To take a set of 20 images, framed both vertically (portrait) and horizontally (landscape), and compare the compositions to understand for the given subject whether one framing or another produces a better image or whether both formats work for the chosen subject.

For each of the picture groups below click on the pictures to see the larger pictures.

Group One – A misty morning in Norfolk

Taken early in the morning across the road from my folks house I tried both compositions for this shot. The horizontally framed shot was cropped in post-processing to a more letterbox style aspect ratio – removing ‘dead’ water in the foreground.

In this pair of image I think that both framing styles work but my personal preference is the horizontal framing.

Group Two – Giraffes at Whipsnade Zoo

These two images were taken while on a day out at Whipsnade. It was a personal exercise at the time to compare framing of a tall subject.

For a tall subject such as the vertical composition works better, giving a much clearer indication of the proportions of the subject.

Group Four – The London Eye

The following two images of The London Eye are near identical compositions but were actually taken horizontally and vertically. I’ve included this example as it shows how the near identical composition can produce quite different impact based on the aspect ratio.

Despite the similarity of the framing for me the horizontal works better aesthetically and is more dramatic. I think this is because it is perhaps an unexpected viewing angle while the vertical framing is more ‘typical’. Both do work though.

Group Four – Gazebos on the River Lee in Ware

The gazebos on the River Lee in Ware are a very well known landmark of the town and I’m lucky enough to walk past them every day on the way to work. These shots were taken on one such walk to work and show off gazebos beautifully.

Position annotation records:
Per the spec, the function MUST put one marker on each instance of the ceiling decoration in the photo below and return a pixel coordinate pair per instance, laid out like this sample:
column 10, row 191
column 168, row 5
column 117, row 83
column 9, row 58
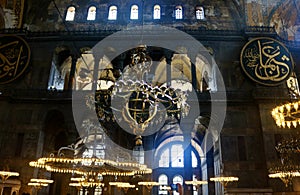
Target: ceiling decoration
column 266, row 61
column 14, row 57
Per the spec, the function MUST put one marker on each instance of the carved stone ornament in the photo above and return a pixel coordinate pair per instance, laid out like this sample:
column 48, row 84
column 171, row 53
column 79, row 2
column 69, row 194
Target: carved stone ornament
column 14, row 57
column 266, row 61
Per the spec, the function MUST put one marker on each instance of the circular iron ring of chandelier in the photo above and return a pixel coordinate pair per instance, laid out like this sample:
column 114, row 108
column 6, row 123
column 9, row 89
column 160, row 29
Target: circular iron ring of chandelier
column 90, row 166
column 136, row 102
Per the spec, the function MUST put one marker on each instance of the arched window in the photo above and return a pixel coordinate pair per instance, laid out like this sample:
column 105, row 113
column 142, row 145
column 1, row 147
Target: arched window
column 178, row 12
column 164, row 159
column 70, row 14
column 134, row 12
column 177, row 155
column 177, row 180
column 194, row 160
column 163, row 181
column 91, row 13
column 112, row 12
column 156, row 12
column 195, row 190
column 200, row 13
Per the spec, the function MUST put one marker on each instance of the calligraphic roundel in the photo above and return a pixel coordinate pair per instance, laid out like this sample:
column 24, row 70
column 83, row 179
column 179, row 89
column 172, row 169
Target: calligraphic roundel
column 14, row 57
column 266, row 61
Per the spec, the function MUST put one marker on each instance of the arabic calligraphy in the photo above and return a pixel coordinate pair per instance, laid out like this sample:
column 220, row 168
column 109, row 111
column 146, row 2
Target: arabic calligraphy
column 14, row 57
column 266, row 61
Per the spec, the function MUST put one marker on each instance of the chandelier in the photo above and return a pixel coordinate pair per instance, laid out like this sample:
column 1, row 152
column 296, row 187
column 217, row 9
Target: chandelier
column 288, row 115
column 289, row 167
column 6, row 174
column 135, row 99
column 86, row 159
column 224, row 180
column 39, row 183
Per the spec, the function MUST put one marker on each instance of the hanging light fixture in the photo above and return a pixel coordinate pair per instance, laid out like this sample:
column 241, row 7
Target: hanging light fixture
column 136, row 100
column 288, row 114
column 288, row 168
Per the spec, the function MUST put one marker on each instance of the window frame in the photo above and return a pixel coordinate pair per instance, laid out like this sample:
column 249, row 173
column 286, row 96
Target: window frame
column 134, row 14
column 156, row 14
column 68, row 17
column 178, row 12
column 90, row 14
column 110, row 13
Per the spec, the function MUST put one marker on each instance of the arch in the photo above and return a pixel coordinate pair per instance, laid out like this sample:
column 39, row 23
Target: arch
column 178, row 12
column 199, row 13
column 134, row 12
column 163, row 181
column 156, row 12
column 60, row 69
column 92, row 13
column 181, row 69
column 70, row 14
column 112, row 12
column 2, row 18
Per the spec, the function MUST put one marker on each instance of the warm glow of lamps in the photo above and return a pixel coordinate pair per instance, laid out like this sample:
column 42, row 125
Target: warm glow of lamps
column 287, row 115
column 285, row 176
column 224, row 180
column 6, row 174
column 195, row 183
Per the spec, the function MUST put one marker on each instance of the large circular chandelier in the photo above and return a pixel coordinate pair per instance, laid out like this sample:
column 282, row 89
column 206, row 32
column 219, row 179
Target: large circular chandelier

• _ACTIONS TO TAKE_:
a - Restate the paragraph of the framing comparison text that begins "The following two images of The London Eye" more briefly, keeping its main facts.
b - In the framing comparison text, transcribe the passage starting with "To take a set" and going on through "the horizontal framing.".

• _RESULTS BY TASK_:
a - The two London Eye images have nearly identical compositions, but one was taken horizontally and the other vertically. They are included to show how the aspect ratio alone can give a near-identical composition quite different impact.

b -
To take a set of 20 images, framed both vertically (portrait) and horizontally (landscape), and compare the compositions to understand for the given subject whether one framing or another produces a better image or whether both formats work for the chosen subject.

For each of the picture groups below click on the pictures to see the larger pictures.

Group One – A misty morning in Norfolk

Taken early in the morning across the road from my folks house I tried both compositions for this shot. The horizontally framed shot was cropped in post-processing to a more letterbox style aspect ratio – removing ‘dead’ water in the foreground.

In this pair of image I think that both framing styles work but my personal preference is the horizontal framing.